Re: [PATCH 3/3] arm64: tlb: skip tlbi broadcast

From: Catalin Marinas
Date: Mon Mar 09 2020 - 07:22:51 EST


Hi Andrea,

On Sun, Feb 23, 2020 at 02:25:20PM -0500, Andrea Arcangeli wrote:
> switch_mm(struct mm_struct *prev, struct mm_struct *next,
> struct task_struct *tsk)
> {
> - if (prev != next)
> - __switch_mm(next);
> + unsigned int cpu = smp_processor_id();
> +
> + if (!per_cpu(cpu_not_lazy_tlb, cpu)) {
> + per_cpu(cpu_not_lazy_tlb, cpu) = true;
> + atomic_inc(&next->context.nr_active_mm);
> + __switch_mm(next, cpu);
> + } else if (prev != next) {
> + atomic_inc(&next->context.nr_active_mm);
> + __switch_mm(next, cpu);
> + atomic_dec(&prev->context.nr_active_mm);
> + }

IIUC, nr_active_mm keeps track of how many instances of the current pgd
(TTBR0_EL1) are active.

> +enum tlb_flush_types tlb_flush_check(struct mm_struct *mm, unsigned int cpu)
> +{
> + if (atomic_read(&mm->context.nr_active_mm) <= 1) {
> + bool is_local = current->active_mm == mm &&
> + per_cpu(cpu_not_lazy_tlb, cpu);
> + cpumask_t *stale_cpumask = mm_cpumask(mm);
> + unsigned int next_zero = cpumask_next_zero(-1, stale_cpumask);
> + bool local_is_clear = false;
> + if (next_zero < nr_cpu_ids &&
> + (is_local && next_zero == cpu)) {
> + next_zero = cpumask_next_zero(next_zero, stale_cpumask);
> + local_is_clear = true;
> + }
> + if (next_zero < nr_cpu_ids) {
> + cpumask_setall(stale_cpumask);
> + local_is_clear = false;
> + }
> +
> + /*
> + * Enforce CPU ordering between the above
> + * cpumask_setall(mm_cpumask) and the below
> + * atomic_read(nr_active_mm).

* * * * *

→ Stated goal A
In the patch review, on what date did Andrea Arcangeli write the quoted message?
→ Stated goal B
From the patch review, reproduce the part that begins at the words "Re: [PATCH 3/3]" and ends after "- if (prev != next)", substituting "prev_mm" for each "prev".

→ Stored data
* * * * *

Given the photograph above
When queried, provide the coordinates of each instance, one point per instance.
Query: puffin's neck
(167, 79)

* * * * *

→ Worked solution A
Sunday, February 23, 2020

→ Worked solution B
Re: [PATCH 3/3] arm64: tlb: skip tlbi broadcast

From: Catalin Marinas
Date: Mon Mar 09 2020 - 07:22:51 EST


Hi Andrea,

On Sun, Feb 23, 2020 at 02:25:20PM -0500, Andrea Arcangeli wrote:
> switch_mm(struct mm_struct *prev_mm, struct mm_struct *next,
> struct task_struct *tsk)
> {
> - if (prev_mm != next)